ORIENTAÇÃO A -
Reescreva o trecho do artigo sobre direitos de pessoas transgênero no trabalho, começando em "Tal fato preserva" e terminando em "sente mais confortável?". Troque "colaborador" por "funcionário".
ORIENTAÇÃO B -
Indique se cada afirmação a seguir está de acordo com o artigo sobre direitos de pessoas transgênero no trabalho. Responda sim ou não a cada uma e cite literalmente as palavras do artigo que decidem a resposta. (i) Os tribunais tratam do assunto majoritariamente na esfera social. (ii) O volume de consultas sobre essa questão vem diminuindo. (iii) Quando o assédio moral é horizontal, o empregador omisso deixa de responder por ele.
ORIENTAÇÃO C -
Dê continuidade ao artigo sobre direitos de pessoas transgênero no ambiente de trabalho a partir da última frase apresentada.

++++ ARTIGO

Diante do choque cultural e da intolerância, cabe aos empregadores promoverem campanhas e ações educativas de conscientização sobre o tema, bem como reprimir, através de seu poder disciplinar, condutas e atitudes de hostilização ou discriminação, sob pena de serem considerados omissos, respondendo diretamente pelo eventual assédio moral, ainda que horizontal.

quarta-feira, 10 de janeiro de 2018

Atualizado em 8 de janeiro de 2018 18:44

A legislação brasileira moderniza-se no sentido de assegurar os direitos individuais dos cidadãos transgêneros. O entendimento dos nossos tribunais, que tratam do assunto majoritariamente na esfera social e de maneira generalizada, determina que os indivíduos transgêneros têm o direito de usar seu nome social, assim como utilizar o sanitário de acordo com o gênero com o qual se identificam e se apresentam publicamente.

Tal fato preserva os seus direitos constitucionais individuais - da dignidade da pessoa humana, direito à identidade, direito ao reconhecimento, direito à igualdade e a não discriminação. Mas, e se um colaborador assumisse a troca de gênero e solicitasse a sua empresa o uso do sanitário com o qual se sente mais confortável?

Embora aqui esteja abordando uma questão hipotética, essa tem sido a realidade de muitas companhias no Brasil. É crescente o volume de consultas a respeito dessa questão, principalmente por se tratar de uma novidade dentro do ambiente corporativo.

++++++++
++++ INFORMAÇÕES EXTRAÍDAS

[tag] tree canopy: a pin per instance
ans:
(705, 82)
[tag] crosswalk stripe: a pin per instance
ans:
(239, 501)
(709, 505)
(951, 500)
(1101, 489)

++++++++

RESPOSTA ESCRITA A -
Tal fato preserva os seus direitos constitucionais individuais - da dignidade da pessoa humana, direito à identidade, direito ao reconhecimento, direito à igualdade e a não discriminação. Mas, e se um funcionário assumisse a troca de gênero e solicitasse a sua empresa o uso do sanitário com o qual se sente mais confortável?

RESPOSTA ESCRITA B -
(i) Sim: "que tratam do assunto majoritariamente na esfera social e de maneira generalizada".
(ii) Não: "É crescente o volume de consultas a respeito dessa questão".
(iii) Não: "respondendo diretamente pelo eventual assédio moral, ainda que horizontal".

RESPOSTA ESCRITA C -
O Ministério Público do Trabalho editou portaria assegurando que travestis, transexuais e pessoas cuja identificação civil não reflita sua identidade de gênero, passam a ter direito de usar o nome social em suas atividades, além de garantir ainda o acesso a banheiros e vestiários de acordo com a identidade de gênero escolhida pela pessoa.

Outros órgãos também se manifestaram em favor da inclusão dos transgêneros. A Administração Pública Federal, através do decreto 8.727/16, endossa o entendimento do Ministério Público do Trabalho, assim como o governo do Estado de São Paulo também se posicionou com a publicação do decreto 55.588/10, que dispõe sobre o tratamento nominal das pessoas transexuais e travestis nos órgãos públicos do Estado de São Paulo.

Mesmo quando amparados na legislação, os empregadores estão lidando com conflitos gerados por argumentações contrárias, baseadas na proposta de proteção ao suposto direito inverso, no sentido de que o uso do banheiro por um colaborador transgênero causaria constrangimento aos demais.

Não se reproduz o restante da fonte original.